Please count how many lines of the data below contain the string "surface", with case counting. Give only the number.

== Dataset excerpts ==

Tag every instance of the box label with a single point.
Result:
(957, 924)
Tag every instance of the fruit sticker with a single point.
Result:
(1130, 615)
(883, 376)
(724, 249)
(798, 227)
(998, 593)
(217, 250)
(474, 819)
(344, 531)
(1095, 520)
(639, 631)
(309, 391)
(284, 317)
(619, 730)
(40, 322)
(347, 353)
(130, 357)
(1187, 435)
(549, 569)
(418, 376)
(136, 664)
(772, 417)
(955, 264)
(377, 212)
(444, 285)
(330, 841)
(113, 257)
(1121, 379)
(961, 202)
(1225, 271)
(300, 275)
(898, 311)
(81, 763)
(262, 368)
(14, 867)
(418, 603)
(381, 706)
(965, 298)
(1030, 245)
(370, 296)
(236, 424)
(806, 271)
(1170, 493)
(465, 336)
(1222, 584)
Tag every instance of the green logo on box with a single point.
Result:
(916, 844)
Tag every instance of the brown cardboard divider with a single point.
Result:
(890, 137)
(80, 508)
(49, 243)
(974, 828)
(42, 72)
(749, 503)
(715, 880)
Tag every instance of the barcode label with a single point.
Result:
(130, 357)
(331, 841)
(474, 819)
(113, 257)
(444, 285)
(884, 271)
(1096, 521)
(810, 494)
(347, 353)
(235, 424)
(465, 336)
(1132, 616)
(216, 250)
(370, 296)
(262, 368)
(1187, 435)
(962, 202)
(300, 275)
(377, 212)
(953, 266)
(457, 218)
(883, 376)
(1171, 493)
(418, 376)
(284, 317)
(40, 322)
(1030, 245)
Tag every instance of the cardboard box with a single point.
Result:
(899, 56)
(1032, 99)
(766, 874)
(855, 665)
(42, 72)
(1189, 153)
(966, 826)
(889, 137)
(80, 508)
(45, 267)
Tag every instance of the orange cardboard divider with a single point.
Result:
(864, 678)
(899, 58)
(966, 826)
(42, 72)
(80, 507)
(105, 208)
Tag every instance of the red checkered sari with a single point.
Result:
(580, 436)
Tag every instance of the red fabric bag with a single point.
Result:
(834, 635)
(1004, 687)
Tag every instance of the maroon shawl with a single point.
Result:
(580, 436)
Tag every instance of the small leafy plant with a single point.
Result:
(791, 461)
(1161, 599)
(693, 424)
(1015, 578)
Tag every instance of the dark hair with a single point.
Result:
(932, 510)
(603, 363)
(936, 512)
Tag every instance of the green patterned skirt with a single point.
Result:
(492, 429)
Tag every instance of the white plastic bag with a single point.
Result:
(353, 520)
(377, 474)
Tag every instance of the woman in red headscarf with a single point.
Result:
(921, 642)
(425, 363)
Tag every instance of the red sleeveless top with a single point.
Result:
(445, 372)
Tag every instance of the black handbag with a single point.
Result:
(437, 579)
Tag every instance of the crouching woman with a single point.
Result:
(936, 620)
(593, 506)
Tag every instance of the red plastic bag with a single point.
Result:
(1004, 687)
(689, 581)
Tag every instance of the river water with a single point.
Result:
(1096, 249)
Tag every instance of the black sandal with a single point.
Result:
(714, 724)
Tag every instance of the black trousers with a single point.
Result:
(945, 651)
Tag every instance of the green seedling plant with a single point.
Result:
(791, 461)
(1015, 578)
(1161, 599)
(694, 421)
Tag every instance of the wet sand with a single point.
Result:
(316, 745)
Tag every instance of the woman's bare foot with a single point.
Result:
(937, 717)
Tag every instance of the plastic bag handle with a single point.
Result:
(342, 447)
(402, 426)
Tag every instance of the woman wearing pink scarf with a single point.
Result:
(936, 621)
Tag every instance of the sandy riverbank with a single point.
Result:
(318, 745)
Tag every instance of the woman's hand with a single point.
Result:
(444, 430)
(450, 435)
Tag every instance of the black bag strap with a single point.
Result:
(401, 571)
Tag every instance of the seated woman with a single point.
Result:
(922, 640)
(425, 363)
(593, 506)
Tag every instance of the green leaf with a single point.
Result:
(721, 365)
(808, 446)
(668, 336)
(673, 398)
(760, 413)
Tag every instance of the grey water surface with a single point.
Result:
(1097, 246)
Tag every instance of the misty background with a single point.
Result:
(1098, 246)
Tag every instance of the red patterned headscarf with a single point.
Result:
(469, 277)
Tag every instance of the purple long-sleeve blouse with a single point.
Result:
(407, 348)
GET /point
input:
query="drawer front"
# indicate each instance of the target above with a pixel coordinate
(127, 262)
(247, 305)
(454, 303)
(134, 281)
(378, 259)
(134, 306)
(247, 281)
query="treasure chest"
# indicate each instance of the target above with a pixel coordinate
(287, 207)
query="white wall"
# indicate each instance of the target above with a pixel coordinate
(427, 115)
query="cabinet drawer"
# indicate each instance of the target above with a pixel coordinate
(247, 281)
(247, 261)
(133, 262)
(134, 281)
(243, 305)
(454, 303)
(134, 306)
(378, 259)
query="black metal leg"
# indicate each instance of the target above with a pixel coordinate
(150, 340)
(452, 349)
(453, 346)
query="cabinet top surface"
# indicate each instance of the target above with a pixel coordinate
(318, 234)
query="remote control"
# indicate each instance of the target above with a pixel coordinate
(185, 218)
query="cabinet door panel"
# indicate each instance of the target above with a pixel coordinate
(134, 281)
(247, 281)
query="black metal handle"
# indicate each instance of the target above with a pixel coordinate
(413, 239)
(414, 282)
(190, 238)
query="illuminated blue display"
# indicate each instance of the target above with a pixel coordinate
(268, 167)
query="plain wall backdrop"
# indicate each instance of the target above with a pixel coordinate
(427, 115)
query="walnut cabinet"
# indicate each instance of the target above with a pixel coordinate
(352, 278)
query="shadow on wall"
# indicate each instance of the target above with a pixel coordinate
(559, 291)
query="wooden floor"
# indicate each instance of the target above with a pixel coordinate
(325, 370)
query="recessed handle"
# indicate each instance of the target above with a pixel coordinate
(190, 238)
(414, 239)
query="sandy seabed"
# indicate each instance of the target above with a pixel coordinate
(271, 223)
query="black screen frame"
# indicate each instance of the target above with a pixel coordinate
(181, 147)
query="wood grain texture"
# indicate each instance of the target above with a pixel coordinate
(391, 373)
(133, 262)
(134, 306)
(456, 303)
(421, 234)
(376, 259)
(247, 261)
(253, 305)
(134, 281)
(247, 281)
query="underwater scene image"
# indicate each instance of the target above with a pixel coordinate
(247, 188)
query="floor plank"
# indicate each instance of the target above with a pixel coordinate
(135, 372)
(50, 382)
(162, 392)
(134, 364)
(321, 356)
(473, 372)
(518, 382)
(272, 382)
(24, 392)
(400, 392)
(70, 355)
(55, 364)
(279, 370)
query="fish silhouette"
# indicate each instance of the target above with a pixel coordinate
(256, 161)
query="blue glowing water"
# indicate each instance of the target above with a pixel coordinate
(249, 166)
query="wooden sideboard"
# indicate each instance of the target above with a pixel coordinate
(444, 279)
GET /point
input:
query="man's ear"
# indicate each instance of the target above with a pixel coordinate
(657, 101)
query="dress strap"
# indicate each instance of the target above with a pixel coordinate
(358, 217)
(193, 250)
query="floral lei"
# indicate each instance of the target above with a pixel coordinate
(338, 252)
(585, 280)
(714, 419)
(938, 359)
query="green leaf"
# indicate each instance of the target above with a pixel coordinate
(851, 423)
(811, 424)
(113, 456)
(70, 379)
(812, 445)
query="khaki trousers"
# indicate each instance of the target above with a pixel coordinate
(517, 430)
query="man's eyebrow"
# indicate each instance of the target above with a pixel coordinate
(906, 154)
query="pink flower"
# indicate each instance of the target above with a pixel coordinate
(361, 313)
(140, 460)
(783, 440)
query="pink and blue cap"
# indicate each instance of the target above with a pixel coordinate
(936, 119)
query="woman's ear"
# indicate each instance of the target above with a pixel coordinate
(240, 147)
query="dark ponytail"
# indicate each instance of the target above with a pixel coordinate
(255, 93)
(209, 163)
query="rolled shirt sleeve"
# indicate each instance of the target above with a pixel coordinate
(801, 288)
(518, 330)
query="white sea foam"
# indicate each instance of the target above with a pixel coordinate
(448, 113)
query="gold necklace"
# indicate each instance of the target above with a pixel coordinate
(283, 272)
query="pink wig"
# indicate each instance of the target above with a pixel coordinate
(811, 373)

===

### Task response:
2